WHAT IS EXPECTED: Write out each line of the entries below that holds the word "player".

*** Opening of INFORMATION PROVIDED ***

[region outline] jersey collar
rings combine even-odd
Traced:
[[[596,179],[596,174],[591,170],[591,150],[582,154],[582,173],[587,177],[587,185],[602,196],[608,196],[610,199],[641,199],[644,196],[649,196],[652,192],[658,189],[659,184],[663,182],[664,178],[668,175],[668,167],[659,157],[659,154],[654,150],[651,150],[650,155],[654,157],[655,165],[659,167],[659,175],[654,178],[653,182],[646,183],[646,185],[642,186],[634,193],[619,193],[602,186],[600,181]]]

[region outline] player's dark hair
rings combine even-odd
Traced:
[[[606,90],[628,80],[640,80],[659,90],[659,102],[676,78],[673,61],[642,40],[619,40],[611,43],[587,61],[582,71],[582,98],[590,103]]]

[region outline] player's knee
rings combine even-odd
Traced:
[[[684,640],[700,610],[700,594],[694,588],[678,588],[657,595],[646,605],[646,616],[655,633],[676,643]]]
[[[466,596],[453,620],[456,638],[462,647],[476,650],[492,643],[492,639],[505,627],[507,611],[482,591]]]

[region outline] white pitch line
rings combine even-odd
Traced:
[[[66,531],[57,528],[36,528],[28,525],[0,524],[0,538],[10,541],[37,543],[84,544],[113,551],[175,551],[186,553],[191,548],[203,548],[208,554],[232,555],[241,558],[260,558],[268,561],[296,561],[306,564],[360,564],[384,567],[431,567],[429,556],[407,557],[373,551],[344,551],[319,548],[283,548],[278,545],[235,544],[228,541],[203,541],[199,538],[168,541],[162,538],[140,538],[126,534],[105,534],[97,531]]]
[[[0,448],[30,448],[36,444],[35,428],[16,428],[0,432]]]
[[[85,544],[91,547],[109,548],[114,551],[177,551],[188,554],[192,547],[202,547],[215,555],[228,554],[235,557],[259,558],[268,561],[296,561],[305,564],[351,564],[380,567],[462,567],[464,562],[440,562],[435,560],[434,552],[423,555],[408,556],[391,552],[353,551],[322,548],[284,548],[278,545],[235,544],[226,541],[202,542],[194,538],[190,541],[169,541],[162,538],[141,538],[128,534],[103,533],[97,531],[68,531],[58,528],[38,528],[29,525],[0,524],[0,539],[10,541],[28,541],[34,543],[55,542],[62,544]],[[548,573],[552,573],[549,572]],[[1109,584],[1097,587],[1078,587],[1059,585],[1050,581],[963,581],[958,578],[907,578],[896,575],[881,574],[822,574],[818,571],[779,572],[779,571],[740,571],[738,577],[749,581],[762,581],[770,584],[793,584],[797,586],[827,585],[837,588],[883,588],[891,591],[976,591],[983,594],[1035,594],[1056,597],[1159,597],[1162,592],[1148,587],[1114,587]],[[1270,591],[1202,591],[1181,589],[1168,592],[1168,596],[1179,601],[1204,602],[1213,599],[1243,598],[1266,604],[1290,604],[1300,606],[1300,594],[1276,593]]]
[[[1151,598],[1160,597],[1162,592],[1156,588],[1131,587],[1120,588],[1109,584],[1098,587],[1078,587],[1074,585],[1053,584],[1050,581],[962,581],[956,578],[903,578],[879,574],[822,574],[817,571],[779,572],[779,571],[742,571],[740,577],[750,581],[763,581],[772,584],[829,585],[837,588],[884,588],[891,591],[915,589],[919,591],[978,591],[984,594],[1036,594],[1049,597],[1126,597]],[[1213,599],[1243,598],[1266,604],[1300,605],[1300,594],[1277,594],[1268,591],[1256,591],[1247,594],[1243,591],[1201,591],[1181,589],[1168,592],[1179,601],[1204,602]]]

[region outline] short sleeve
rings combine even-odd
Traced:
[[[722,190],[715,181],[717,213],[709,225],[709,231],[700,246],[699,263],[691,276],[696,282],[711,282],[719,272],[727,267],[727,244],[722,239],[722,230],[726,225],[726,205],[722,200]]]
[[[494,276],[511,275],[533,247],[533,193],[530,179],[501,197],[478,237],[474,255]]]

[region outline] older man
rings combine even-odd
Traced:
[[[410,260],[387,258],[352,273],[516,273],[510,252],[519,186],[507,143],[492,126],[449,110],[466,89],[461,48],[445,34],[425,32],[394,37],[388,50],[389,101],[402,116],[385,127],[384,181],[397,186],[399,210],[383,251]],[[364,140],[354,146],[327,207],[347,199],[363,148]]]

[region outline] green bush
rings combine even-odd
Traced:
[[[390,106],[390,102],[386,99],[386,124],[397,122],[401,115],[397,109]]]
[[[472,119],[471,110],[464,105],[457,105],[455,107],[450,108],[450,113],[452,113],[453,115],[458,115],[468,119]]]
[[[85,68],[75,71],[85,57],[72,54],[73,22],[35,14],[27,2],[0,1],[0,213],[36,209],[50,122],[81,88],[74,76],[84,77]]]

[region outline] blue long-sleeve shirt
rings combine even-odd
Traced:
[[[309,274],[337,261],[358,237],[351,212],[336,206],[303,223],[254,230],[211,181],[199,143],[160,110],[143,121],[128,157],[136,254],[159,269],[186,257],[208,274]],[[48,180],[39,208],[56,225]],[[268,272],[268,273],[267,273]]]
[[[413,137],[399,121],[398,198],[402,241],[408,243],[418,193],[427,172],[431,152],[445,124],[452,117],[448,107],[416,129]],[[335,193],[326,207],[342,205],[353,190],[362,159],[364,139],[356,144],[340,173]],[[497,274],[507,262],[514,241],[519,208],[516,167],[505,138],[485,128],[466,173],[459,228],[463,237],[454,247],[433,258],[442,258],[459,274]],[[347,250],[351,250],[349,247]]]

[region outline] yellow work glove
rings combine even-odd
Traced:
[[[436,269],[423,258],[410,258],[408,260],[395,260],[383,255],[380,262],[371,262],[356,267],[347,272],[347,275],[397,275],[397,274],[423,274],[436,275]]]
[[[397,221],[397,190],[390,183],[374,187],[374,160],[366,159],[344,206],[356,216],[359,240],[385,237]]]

*** Close of INFORMATION PROVIDED ***

EXERCISE OUTPUT:
[region outline] player's dark hair
[region outline] player's knee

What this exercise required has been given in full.